##### Material provided #####
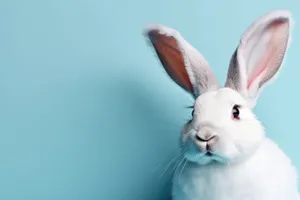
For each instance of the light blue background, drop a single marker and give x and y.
(86, 110)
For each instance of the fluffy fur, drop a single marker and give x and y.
(225, 154)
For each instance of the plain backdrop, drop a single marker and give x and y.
(88, 113)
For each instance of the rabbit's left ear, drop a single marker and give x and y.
(183, 63)
(260, 54)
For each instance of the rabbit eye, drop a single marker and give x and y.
(236, 112)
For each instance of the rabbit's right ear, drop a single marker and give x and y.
(259, 55)
(183, 63)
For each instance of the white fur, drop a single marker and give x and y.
(267, 175)
(245, 164)
(255, 169)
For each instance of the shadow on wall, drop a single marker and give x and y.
(145, 132)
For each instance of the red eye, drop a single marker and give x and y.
(235, 112)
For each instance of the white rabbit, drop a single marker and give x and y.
(225, 151)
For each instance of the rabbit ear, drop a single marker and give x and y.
(260, 54)
(184, 64)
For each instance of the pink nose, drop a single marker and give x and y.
(206, 138)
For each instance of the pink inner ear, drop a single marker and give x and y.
(269, 58)
(261, 67)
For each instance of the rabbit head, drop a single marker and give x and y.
(223, 127)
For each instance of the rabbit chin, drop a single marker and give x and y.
(204, 159)
(218, 156)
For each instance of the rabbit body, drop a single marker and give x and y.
(226, 154)
(267, 175)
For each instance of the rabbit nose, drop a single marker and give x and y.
(205, 138)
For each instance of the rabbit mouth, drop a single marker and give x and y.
(209, 154)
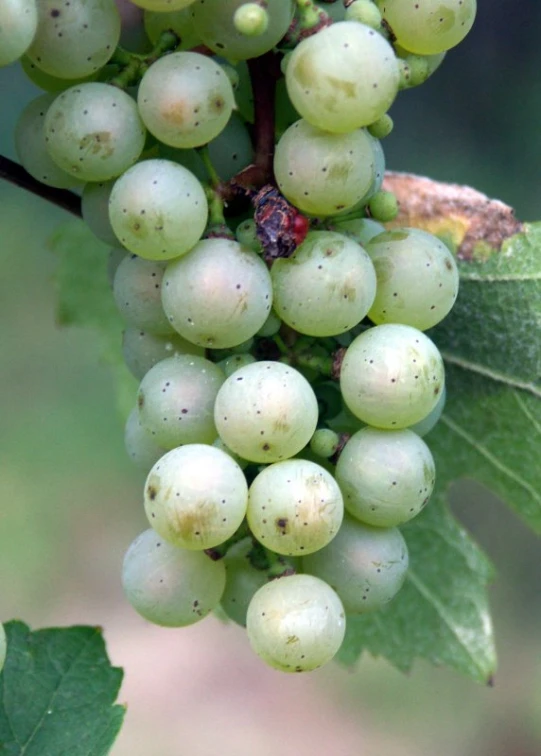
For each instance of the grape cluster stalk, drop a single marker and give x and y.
(230, 154)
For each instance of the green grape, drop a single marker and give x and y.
(428, 26)
(31, 147)
(246, 235)
(231, 364)
(342, 78)
(242, 581)
(196, 496)
(3, 646)
(164, 6)
(137, 291)
(294, 507)
(93, 131)
(75, 39)
(158, 209)
(142, 350)
(185, 99)
(382, 127)
(169, 586)
(366, 566)
(271, 326)
(180, 22)
(218, 295)
(323, 173)
(361, 230)
(383, 206)
(296, 623)
(95, 210)
(365, 12)
(176, 399)
(326, 287)
(140, 445)
(18, 24)
(386, 477)
(215, 24)
(251, 19)
(424, 426)
(116, 255)
(266, 412)
(417, 278)
(391, 376)
(324, 442)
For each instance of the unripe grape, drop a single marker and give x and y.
(296, 623)
(251, 19)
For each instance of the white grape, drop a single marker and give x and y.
(218, 295)
(74, 39)
(296, 623)
(142, 350)
(294, 507)
(322, 173)
(196, 496)
(158, 209)
(326, 287)
(93, 131)
(18, 24)
(185, 99)
(366, 566)
(169, 586)
(266, 412)
(342, 78)
(391, 376)
(176, 400)
(386, 477)
(417, 278)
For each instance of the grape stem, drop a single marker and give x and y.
(15, 174)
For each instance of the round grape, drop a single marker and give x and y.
(196, 496)
(169, 586)
(417, 278)
(93, 131)
(296, 623)
(266, 412)
(391, 376)
(342, 78)
(386, 477)
(323, 173)
(158, 210)
(326, 287)
(176, 399)
(218, 295)
(185, 99)
(294, 507)
(366, 566)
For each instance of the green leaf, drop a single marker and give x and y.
(85, 299)
(441, 613)
(58, 690)
(491, 432)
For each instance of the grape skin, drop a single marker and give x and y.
(169, 586)
(391, 376)
(266, 412)
(366, 566)
(294, 507)
(296, 623)
(386, 477)
(196, 496)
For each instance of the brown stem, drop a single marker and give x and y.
(16, 174)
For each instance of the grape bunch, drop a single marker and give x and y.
(230, 154)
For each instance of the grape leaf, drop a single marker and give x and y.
(84, 298)
(58, 690)
(490, 431)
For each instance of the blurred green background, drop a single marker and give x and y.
(71, 502)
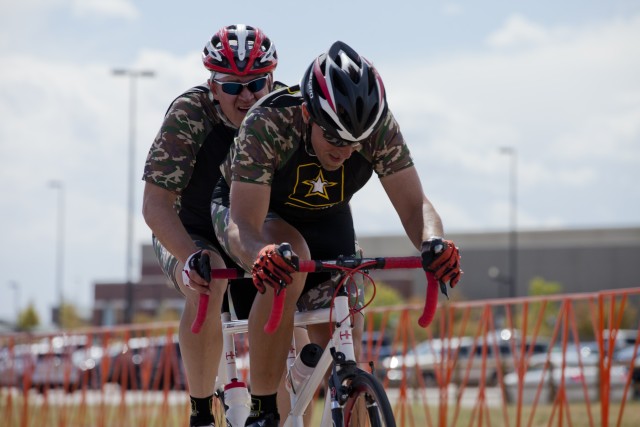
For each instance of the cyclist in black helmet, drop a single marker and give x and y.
(300, 155)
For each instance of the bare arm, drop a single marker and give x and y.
(249, 207)
(160, 215)
(419, 218)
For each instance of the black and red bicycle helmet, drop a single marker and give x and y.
(240, 50)
(344, 94)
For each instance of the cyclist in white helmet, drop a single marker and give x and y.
(181, 170)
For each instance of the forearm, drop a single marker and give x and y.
(249, 207)
(164, 222)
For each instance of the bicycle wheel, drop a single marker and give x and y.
(367, 404)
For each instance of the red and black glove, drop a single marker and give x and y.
(442, 258)
(273, 267)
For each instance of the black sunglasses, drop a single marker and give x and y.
(336, 142)
(234, 88)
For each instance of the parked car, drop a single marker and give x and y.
(147, 363)
(624, 357)
(55, 370)
(15, 364)
(574, 370)
(464, 356)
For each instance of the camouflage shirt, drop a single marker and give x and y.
(273, 148)
(186, 154)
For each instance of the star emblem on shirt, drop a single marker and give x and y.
(318, 186)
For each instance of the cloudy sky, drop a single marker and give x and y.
(555, 81)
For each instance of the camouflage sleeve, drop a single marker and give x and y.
(267, 138)
(387, 150)
(172, 155)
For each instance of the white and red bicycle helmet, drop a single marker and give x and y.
(344, 94)
(240, 50)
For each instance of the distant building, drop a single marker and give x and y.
(151, 294)
(585, 260)
(581, 260)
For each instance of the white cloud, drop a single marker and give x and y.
(452, 9)
(112, 8)
(568, 104)
(518, 31)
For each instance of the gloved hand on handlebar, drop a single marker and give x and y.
(273, 267)
(442, 258)
(197, 262)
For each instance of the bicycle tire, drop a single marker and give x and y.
(364, 387)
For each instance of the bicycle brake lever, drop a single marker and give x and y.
(443, 289)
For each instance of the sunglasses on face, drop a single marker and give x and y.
(336, 142)
(234, 88)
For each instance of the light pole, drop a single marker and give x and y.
(59, 187)
(133, 77)
(16, 299)
(513, 220)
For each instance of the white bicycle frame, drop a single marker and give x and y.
(341, 340)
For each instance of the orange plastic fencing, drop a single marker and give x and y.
(550, 361)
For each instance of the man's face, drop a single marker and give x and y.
(329, 156)
(235, 100)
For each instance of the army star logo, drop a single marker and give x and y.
(318, 186)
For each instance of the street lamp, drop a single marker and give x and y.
(59, 187)
(513, 234)
(133, 77)
(16, 296)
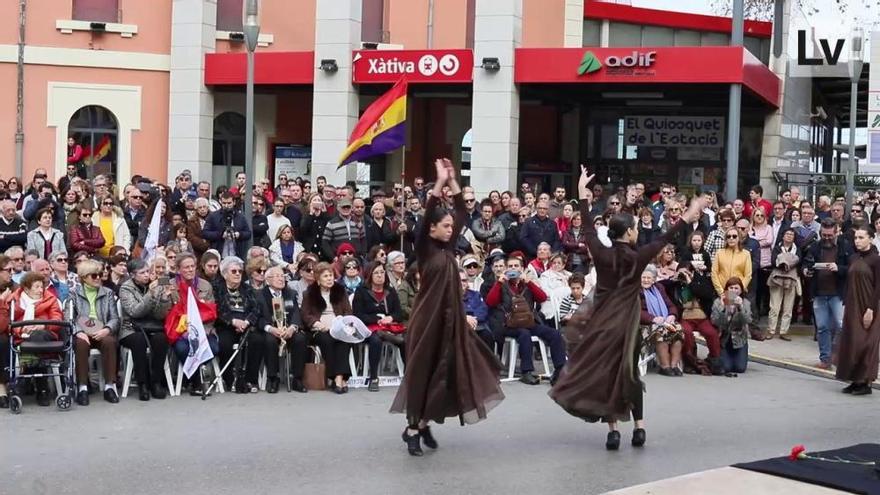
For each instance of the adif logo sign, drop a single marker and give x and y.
(636, 62)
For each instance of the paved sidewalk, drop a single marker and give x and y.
(801, 354)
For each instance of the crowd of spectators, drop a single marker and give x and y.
(312, 252)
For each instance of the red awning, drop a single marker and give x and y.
(644, 65)
(269, 68)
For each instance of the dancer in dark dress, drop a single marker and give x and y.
(601, 379)
(860, 339)
(450, 371)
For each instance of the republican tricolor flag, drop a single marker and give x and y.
(381, 128)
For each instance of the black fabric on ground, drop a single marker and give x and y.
(852, 478)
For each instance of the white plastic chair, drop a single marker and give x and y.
(510, 353)
(128, 366)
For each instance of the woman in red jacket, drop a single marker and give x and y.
(32, 302)
(84, 236)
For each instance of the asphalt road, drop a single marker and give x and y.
(323, 443)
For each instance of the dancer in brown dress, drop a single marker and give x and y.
(601, 379)
(450, 371)
(860, 339)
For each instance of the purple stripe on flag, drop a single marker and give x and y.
(389, 140)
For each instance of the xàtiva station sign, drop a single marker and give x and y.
(418, 66)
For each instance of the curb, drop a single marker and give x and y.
(800, 368)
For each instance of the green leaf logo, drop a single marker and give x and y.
(590, 63)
#####
#### [Work to do]
Output only the lines from the one holding "For each instance of the crowd" through the last line above, exactly as they appear.

#### [The response]
For each instance of the crowd of spectators, drop a single marker and give x and y.
(312, 252)
For each instance of the red awning, drop a single marker and give x and y.
(644, 65)
(269, 68)
For each instance of the dancer in dark dress, drop a single marker and give x and y.
(601, 379)
(860, 339)
(450, 371)
For each instance of the republican tricolor flag, drop a single marker and give x and y.
(381, 128)
For each instance of the black fabric on ground, drop a single marker and give x and y.
(852, 478)
For each instance of the white plastic chair, drop a single marker and give x and y.
(510, 353)
(128, 366)
For each instance of the woman in red jacket, drop a single marker and give x and y.
(32, 302)
(84, 236)
For each instance of the asphalt road, drop a single marker and give x and y.
(323, 443)
For each instance of the dancer in brown dress, drop a single marker and give x and y.
(601, 379)
(450, 371)
(860, 339)
For each instance of the purple stripe on flag, drop a single marker and give x and y.
(389, 140)
For each instance of the xàtiva station sign, drop a single marker and give x and y.
(418, 66)
For each instance of the curb, drop a single marker and give x and y.
(800, 368)
For each instance of the green leaf logo, drop a single marker and give x and y.
(590, 63)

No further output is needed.